*İstenenler:*
a – Gömülü Dev romanını tanıtan metne göre romanın Türkçe çevirisini kim yapmıştır?
b – Gömülü Dev romanını tanıtan metinden "Axl ve Beatrice, bu" sözcüklerinden başlayıp "olması gerektiğini söyler." sözcükleri de dahil olmak üzere bölümü alıntılayın.

*Metin:*
-----

Japon asıllı Britanya vatandaşı Kazuo Ishiguro, Gömülü Dev (Çeviren: Roza Hakmen. Yapı Kredi Yayınları) isimli fantastik romanında yaşlı bir karı kocanın, oğullarıyla buluşmak üzere, Roma istilasından sonra harap olmuş bir ülkede çıktıkları yolculuğu anlatıyor.
Axl ve Beatrice, bu yolculuğun hemen başlarında, beklenmedik bir fırtınaya yakalanınca bir yıkıntıya sığınır.
Kadın, kayıkçıdan şikayetçidir ve Axl ile Beatrice’i, ondan uzak durmaları konusunda uyarır.
Çünkü kayıkçı, kocasını bir adaya geçirmiş ancak sonra dönüp kadını almamıştır. Böylece kocasını kaybeden kadın, olan bitenlerden, şeytani huylara sahip olduğunu iddia ettiği bu kayıkçıyı sorumlu tutmaktadır.
Kayıkçı, adaya götüreceği çiftlerin arasında olağanüstü bir bağ olması gerektiğini söyler.
Bu ona verilmiş bir görevdir. Kayık ile adaya geçmek isteyen çiftleri sorgulamak ve aralarında derin bir bağ olmadığını anladığı çiftleri ayırarak, sadece birini adaya geçirmekle yükümlüdür.

-----

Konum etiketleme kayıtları
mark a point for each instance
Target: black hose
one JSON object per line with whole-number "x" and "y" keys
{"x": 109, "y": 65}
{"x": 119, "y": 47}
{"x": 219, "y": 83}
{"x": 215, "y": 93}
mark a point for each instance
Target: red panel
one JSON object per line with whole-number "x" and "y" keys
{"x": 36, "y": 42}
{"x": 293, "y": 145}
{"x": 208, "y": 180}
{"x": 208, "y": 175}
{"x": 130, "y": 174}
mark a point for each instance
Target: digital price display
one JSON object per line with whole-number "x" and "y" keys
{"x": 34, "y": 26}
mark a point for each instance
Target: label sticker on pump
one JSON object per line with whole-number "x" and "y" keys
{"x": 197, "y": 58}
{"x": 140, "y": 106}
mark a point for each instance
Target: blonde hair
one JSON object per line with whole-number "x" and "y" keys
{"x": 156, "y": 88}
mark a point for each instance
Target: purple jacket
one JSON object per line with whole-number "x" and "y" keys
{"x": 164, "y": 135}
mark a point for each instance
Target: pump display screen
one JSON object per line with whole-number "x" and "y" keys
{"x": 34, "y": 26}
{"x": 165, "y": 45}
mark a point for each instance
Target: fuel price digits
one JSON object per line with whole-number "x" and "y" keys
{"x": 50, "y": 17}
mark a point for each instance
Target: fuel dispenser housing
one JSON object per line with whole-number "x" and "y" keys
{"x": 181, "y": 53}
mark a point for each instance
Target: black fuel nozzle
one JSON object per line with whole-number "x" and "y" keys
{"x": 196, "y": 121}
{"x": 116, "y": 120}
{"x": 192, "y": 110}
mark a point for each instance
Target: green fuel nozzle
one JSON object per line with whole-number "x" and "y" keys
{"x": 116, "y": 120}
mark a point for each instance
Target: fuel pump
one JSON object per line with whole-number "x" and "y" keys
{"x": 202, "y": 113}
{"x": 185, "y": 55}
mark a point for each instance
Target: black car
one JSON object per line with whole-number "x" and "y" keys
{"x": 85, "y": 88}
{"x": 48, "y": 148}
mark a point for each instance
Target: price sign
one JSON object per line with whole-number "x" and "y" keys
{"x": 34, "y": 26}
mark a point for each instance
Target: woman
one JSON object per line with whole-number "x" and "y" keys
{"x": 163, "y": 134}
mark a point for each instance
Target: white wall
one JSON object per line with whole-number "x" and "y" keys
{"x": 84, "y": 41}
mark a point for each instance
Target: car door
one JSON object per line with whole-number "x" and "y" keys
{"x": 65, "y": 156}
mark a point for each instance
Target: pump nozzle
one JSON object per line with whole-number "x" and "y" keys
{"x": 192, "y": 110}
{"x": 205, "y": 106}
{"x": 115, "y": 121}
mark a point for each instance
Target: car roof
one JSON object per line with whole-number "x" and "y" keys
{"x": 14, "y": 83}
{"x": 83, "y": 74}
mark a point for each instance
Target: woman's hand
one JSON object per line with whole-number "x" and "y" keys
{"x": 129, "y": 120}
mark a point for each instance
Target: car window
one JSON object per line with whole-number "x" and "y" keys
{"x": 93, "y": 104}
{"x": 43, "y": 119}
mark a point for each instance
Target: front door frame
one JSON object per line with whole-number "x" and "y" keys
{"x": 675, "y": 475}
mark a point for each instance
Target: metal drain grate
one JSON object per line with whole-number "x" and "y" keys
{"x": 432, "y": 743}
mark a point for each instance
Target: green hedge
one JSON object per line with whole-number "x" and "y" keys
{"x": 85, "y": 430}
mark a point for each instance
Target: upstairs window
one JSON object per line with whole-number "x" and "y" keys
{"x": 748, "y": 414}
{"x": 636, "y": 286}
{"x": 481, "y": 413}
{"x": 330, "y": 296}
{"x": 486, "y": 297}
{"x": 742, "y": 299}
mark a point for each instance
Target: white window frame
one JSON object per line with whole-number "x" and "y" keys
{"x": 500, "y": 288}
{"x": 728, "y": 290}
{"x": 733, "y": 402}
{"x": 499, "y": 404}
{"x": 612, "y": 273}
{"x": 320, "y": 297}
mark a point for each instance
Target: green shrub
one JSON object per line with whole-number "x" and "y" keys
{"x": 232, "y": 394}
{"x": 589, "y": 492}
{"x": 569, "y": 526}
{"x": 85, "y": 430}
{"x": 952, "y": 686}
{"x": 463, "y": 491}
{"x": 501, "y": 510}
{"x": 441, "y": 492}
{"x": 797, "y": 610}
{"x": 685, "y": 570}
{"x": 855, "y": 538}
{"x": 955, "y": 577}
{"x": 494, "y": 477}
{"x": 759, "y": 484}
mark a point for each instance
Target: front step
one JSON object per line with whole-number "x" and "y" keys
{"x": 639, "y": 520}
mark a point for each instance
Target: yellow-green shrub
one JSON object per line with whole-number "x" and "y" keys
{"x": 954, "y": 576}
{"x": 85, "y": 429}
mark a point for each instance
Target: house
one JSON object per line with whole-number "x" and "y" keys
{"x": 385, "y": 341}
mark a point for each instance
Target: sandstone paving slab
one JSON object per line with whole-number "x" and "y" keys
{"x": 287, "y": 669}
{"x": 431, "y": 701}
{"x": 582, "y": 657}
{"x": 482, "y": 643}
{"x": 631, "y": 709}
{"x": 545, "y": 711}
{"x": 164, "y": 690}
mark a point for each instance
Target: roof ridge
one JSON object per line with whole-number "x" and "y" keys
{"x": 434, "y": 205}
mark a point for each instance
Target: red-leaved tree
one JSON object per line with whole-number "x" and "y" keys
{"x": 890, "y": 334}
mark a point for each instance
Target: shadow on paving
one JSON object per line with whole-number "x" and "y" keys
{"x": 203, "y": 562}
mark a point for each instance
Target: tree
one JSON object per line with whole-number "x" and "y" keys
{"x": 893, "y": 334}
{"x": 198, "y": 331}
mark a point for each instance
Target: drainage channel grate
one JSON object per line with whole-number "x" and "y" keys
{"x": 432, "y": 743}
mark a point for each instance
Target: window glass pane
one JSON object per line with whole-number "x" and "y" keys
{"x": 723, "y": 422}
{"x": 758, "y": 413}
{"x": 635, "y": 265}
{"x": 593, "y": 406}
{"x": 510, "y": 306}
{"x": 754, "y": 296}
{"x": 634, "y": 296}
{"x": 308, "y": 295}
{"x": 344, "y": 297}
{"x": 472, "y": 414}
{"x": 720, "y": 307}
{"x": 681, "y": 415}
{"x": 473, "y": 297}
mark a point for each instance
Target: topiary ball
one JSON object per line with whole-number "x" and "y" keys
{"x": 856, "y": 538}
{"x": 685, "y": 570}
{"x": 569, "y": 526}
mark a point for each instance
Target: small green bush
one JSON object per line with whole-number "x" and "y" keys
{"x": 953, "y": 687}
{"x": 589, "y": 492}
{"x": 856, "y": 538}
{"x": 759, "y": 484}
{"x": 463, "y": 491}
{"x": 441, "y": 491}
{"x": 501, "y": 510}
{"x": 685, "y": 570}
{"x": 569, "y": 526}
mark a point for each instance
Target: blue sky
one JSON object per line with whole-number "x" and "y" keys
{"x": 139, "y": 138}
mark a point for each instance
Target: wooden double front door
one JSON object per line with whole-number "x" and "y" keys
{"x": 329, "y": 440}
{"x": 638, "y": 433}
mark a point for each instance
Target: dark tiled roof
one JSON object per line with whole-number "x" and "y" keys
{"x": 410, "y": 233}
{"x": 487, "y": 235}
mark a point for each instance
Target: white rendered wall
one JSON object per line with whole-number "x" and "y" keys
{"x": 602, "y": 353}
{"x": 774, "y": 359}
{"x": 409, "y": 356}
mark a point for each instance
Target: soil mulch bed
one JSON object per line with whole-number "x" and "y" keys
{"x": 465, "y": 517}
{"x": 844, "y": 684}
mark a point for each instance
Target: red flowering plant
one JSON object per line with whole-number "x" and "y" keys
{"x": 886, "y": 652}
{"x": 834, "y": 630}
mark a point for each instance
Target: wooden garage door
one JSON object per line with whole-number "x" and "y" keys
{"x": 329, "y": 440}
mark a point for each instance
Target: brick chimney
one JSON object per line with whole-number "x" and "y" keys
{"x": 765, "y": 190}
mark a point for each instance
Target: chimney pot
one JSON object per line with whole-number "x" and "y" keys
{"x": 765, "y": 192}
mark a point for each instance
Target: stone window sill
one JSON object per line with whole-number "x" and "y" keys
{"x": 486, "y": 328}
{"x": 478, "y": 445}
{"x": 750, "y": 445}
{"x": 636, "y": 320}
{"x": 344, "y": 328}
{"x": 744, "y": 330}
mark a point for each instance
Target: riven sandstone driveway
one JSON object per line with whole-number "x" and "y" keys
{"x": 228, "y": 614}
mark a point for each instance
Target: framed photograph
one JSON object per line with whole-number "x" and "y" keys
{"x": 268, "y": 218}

-----

*Alıştırma Çözümleri:*
a – Roza Hakmen.

b –
Axl ve Beatrice, bu yolculuğun hemen başlarında, beklenmedik bir fırtınaya yakalanınca bir yıkıntıya sığınır.
Kadın, kayıkçıdan şikayetçidir ve Axl ile Beatrice’i, ondan uzak durmaları konusunda uyarır.
Çünkü kayıkçı, kocasını bir adaya geçirmiş ancak sonra dönüp kadını almamıştır. Böylece kocasını kaybeden kadın, olan bitenlerden, şeytani huylara sahip olduğunu iddia ettiği bu kayıkçıyı sorumlu tutmaktadır.
Kayıkçı, adaya götüreceği çiftlerin arasında olağanüstü bir bağ olması gerektiğini söyler.